_Task requirements:_ All entries are to be repeated exactly as shown below.

_Records provided:_

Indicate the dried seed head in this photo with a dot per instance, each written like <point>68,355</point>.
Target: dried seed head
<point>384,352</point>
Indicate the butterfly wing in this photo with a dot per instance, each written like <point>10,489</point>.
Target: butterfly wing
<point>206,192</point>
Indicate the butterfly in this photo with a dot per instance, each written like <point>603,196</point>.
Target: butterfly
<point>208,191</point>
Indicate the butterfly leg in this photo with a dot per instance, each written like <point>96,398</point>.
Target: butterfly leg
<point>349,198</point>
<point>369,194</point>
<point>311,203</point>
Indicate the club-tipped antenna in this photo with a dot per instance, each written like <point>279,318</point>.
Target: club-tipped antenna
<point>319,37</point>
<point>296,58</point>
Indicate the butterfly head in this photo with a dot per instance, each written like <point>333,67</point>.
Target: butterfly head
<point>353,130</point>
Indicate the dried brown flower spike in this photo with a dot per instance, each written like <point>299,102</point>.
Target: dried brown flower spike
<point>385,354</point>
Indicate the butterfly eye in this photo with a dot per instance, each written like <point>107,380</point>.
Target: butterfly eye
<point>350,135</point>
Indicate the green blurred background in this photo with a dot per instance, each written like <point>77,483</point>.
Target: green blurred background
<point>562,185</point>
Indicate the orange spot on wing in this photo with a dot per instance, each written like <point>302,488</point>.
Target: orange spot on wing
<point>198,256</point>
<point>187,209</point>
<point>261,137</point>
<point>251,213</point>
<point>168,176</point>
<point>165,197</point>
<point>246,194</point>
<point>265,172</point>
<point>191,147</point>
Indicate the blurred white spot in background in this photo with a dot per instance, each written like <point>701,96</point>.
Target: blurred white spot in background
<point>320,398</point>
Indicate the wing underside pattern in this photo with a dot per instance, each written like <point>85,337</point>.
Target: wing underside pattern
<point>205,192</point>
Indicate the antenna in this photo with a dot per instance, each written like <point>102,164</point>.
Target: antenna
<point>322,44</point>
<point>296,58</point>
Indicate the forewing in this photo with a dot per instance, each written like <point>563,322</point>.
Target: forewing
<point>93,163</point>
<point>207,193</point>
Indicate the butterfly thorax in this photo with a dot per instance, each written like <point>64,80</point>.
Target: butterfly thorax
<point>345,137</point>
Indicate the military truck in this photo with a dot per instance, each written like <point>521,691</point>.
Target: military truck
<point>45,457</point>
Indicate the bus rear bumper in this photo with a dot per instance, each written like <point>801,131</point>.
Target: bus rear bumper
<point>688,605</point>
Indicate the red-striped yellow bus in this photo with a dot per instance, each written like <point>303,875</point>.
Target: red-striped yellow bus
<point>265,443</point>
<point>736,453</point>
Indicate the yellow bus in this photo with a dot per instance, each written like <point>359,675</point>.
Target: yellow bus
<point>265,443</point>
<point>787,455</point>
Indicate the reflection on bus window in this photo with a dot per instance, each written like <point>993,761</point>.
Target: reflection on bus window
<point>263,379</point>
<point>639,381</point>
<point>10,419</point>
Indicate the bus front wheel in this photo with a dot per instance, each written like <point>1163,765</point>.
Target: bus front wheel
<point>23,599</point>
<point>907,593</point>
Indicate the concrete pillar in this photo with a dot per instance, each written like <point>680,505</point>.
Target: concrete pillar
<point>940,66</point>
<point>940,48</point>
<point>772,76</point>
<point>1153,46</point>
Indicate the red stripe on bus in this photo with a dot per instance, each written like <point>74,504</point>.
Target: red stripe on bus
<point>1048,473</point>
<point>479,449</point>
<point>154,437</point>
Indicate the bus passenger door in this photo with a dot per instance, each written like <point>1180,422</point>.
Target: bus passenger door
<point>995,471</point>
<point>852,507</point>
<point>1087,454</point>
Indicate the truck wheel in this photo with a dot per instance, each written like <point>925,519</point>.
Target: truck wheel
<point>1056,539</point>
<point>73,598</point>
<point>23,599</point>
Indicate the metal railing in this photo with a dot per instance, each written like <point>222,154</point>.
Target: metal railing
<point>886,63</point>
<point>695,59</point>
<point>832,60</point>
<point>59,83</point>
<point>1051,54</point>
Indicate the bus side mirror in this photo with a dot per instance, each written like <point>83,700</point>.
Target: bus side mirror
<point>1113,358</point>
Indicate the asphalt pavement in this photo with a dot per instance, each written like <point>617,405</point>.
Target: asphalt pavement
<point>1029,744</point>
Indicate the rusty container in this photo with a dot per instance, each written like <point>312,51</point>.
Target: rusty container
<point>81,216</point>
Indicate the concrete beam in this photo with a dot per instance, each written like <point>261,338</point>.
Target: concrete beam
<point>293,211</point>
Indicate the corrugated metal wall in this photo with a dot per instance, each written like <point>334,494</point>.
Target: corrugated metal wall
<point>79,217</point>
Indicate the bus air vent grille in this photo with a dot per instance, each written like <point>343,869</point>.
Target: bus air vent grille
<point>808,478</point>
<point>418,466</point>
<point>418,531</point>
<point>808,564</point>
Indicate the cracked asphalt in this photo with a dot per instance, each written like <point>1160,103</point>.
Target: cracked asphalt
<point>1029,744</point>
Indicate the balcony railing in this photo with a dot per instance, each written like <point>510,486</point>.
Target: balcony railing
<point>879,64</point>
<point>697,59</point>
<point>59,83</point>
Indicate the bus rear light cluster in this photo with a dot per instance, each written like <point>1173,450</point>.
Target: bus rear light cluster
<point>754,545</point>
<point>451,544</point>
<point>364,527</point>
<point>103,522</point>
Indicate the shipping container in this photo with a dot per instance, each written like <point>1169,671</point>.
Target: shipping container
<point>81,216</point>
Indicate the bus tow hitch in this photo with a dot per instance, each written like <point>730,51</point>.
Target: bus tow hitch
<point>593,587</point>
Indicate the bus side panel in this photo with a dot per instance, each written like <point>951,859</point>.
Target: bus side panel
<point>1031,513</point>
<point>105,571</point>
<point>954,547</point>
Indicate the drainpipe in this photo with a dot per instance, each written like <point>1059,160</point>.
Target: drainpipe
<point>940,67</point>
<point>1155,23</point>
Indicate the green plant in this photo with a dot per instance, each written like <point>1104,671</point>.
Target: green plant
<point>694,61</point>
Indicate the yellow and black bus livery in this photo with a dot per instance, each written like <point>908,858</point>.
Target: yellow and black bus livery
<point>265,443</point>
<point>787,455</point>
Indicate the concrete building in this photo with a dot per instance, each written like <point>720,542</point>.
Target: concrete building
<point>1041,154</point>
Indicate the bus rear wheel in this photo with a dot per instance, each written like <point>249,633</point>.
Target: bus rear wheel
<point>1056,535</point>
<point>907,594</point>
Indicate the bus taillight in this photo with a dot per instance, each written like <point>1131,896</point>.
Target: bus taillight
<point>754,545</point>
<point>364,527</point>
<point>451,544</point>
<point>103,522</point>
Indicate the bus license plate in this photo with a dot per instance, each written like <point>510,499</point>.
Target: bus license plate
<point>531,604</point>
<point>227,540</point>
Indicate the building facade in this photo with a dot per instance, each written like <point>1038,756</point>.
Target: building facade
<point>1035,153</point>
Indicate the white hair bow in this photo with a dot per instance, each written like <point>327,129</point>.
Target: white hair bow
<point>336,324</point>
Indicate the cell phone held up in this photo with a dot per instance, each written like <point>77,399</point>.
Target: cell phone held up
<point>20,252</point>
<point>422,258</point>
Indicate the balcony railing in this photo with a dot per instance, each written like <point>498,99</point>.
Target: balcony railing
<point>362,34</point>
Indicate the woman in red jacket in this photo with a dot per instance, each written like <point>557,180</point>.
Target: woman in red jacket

_Solution:_
Indicate the dried seed head in this photo with a dot per instance, each written like <point>68,355</point>.
Target: dried seed head
<point>384,352</point>
Indicate the butterfly wing in this photo with a dot per instance, each written like <point>10,489</point>.
Target: butterfly wing
<point>206,192</point>
Indicate the butterfly in this photo with a dot per instance, each written like <point>603,196</point>.
Target: butterfly
<point>208,191</point>
Indicate the butterfly leg in this photo with a dot per instance, each written like <point>96,398</point>.
Target: butterfly leg
<point>349,198</point>
<point>369,194</point>
<point>311,203</point>
Indicate the club-tipped antenna in this photo with a dot per instance, each written like <point>279,318</point>.
Target: club-tipped antenna
<point>319,37</point>
<point>296,58</point>
Indicate the butterfly head in this photo with a dot per instance, each written like <point>333,67</point>.
Target: butterfly head
<point>353,130</point>
Indicate the dried brown flower spike in this photo with a dot per instance, each written like <point>299,102</point>.
Target: dried brown flower spike
<point>385,354</point>
Indicate the butterfly eye in this photo with a dot per instance, each written like <point>107,380</point>.
Target: butterfly eye
<point>350,135</point>
Indicate the green blurred background in this photo with a dot per instance, each written like <point>77,483</point>.
Target: green blurred background
<point>562,185</point>
Indicate the orange spot on wing in this photo with a dot per instance, each written like <point>302,488</point>.
Target: orange spot on wing
<point>198,256</point>
<point>187,209</point>
<point>261,137</point>
<point>251,213</point>
<point>168,176</point>
<point>165,197</point>
<point>246,194</point>
<point>265,172</point>
<point>191,147</point>
Indicate the blurred white spot in background in this photo with a dot per instance, each written like <point>701,96</point>.
Target: blurred white spot in background
<point>320,398</point>
Indicate the wing underside pattern in this photo with a dot per instance, each written like <point>85,337</point>.
Target: wing underside pattern
<point>205,192</point>
Indicate the antenna in this photo with a dot per instance, each written like <point>102,164</point>.
Target: antenna
<point>322,44</point>
<point>296,58</point>
Indicate the forewing in this photo with a dot per instance, each written like <point>563,322</point>.
Target: forewing
<point>93,163</point>
<point>207,193</point>
Indicate the butterfly thorax in this photo with a dot per instance, each written like <point>64,80</point>.
Target: butterfly thorax
<point>345,137</point>
Indicate the military truck in this photo with a dot per instance, each written like <point>521,691</point>.
Target: military truck
<point>45,457</point>
Indicate the bus rear bumper in this photo with a dot per instance, each written like <point>801,131</point>.
Target: bus rear bumper
<point>688,605</point>
Indicate the red-striped yellow bus in this photo with a dot per instance, each written like <point>303,875</point>.
Target: red-striped yellow bus
<point>265,443</point>
<point>736,453</point>
Indicate the yellow bus in this photo with a dot per instance, each written like <point>359,675</point>.
Target: yellow bus
<point>265,443</point>
<point>787,455</point>
Indicate the reflection on bus window in this photo with a dot per instance, each written like <point>993,761</point>.
Target: reflection on bus window
<point>263,379</point>
<point>639,381</point>
<point>10,419</point>
Indicate the bus front wheel in this photo with a dot per instance, each written like <point>1163,765</point>.
Target: bus front wheel
<point>23,599</point>
<point>907,593</point>
Indicate the concrete pillar in this photo with a dot per instance, each written like <point>680,505</point>.
Target: concrete pillar
<point>940,66</point>
<point>940,48</point>
<point>772,76</point>
<point>1153,46</point>
Indicate the red stripe on bus in this photo with a dot per instance, each written like <point>74,504</point>.
Target: red stripe on bus
<point>1048,473</point>
<point>479,449</point>
<point>154,437</point>
Indicate the bus passenger door in this photo with a dot per instance, each written like <point>1180,422</point>.
Target: bus passenger door
<point>995,471</point>
<point>852,507</point>
<point>1087,454</point>
Indicate the truck wheel in this photo with a dot per instance, each written like <point>925,519</point>.
Target: truck wheel
<point>1056,539</point>
<point>73,598</point>
<point>23,599</point>
Indicate the metal railing in this photo with a dot per instance, each written like <point>222,154</point>.
Target: metal railing
<point>886,63</point>
<point>695,59</point>
<point>832,60</point>
<point>59,83</point>
<point>1051,54</point>
Indicate the bus side mirror in this photo with a dot per instance, each written like <point>83,700</point>.
Target: bus side mirror
<point>1113,358</point>
Indicate the asphalt pavement in this photo with a dot per instance, each written like <point>617,405</point>.
Target: asphalt pavement
<point>1029,744</point>
Indicate the rusty container in this photo with a dot per instance, each written like <point>312,51</point>.
Target: rusty container
<point>81,216</point>
Indicate the concrete beam in this photo with a dot per instance, each written like <point>261,338</point>.
Target: concrete beam
<point>293,211</point>
Indicate the corrugated metal wall in this photo with a dot per instance, each written like <point>334,494</point>.
Target: corrugated metal wall
<point>79,217</point>
Indicate the bus air vent grille in this photo with a dot per instance, each written like <point>343,869</point>.
Target: bus air vent grille
<point>808,478</point>
<point>418,466</point>
<point>418,531</point>
<point>808,564</point>
Indicate the cracked asphalt in this photo with a dot per instance, each written like <point>1160,103</point>.
Target: cracked asphalt
<point>1029,744</point>
Indicate the balcony railing in this photo with a dot per instance, each written like <point>510,486</point>.
Target: balcony railing
<point>879,64</point>
<point>697,59</point>
<point>59,83</point>
Indicate the bus rear light cluster in this photo with a dot per instance, each written like <point>1173,450</point>.
Target: bus rear light cluster
<point>754,545</point>
<point>451,544</point>
<point>364,527</point>
<point>103,522</point>
Indicate the shipping container in this photo with a dot per instance, each written like <point>1169,671</point>.
Target: shipping container
<point>81,216</point>
Indicate the bus tow hitch in this photo with a dot per instance, each written like <point>730,51</point>.
Target: bus tow hitch
<point>593,587</point>
Indicate the bus side panel in this photo with a dot per instance, each written like <point>951,859</point>.
Target: bus side panel
<point>1031,513</point>
<point>105,571</point>
<point>954,547</point>
Indicate the drainpipe in this photo with a dot per instance, each written like <point>1059,160</point>.
Target: drainpipe
<point>940,67</point>
<point>1155,23</point>
Indicate the green plant in this photo with a dot per instance, each written like <point>1104,671</point>.
Target: green plant
<point>694,61</point>
Indicate the yellow and black bus livery in this photo with a dot per instance, each written like <point>908,858</point>.
Target: yellow and black bus livery
<point>265,443</point>
<point>787,455</point>
Indicate the concrete building in this photo with a dot per instance, each written like <point>720,542</point>.
Target: concrete building
<point>1041,154</point>
Indicate the bus rear wheel in this photo with a dot per instance, each written like <point>249,633</point>.
Target: bus rear wheel
<point>1056,535</point>
<point>907,594</point>
Indicate the bus taillight in this photo with a dot per instance, each written like <point>1131,896</point>.
Target: bus taillight
<point>754,545</point>
<point>364,527</point>
<point>451,544</point>
<point>103,522</point>
Indicate the bus license plate in this photo with a dot per instance, each written like <point>510,499</point>.
Target: bus license plate
<point>531,604</point>
<point>227,540</point>
Indicate the building facade in this photo with a dot per instance, each written like <point>1038,756</point>.
Target: building facade
<point>1035,153</point>
Indicate the white hair bow in this photo with a dot per instance, each written like <point>327,129</point>.
Target: white hair bow
<point>336,324</point>
Indicate the cell phone held up in this photo with a dot per instance, each written like <point>77,399</point>.
Target: cell phone held up
<point>20,252</point>
<point>422,258</point>
Indicate the balcony railing in this photo with a dot per instance, each written like <point>498,99</point>.
Target: balcony railing
<point>362,34</point>
Indicate the woman in red jacket in this photo with a dot per instance, each written like <point>557,180</point>.
Target: woman in red jacket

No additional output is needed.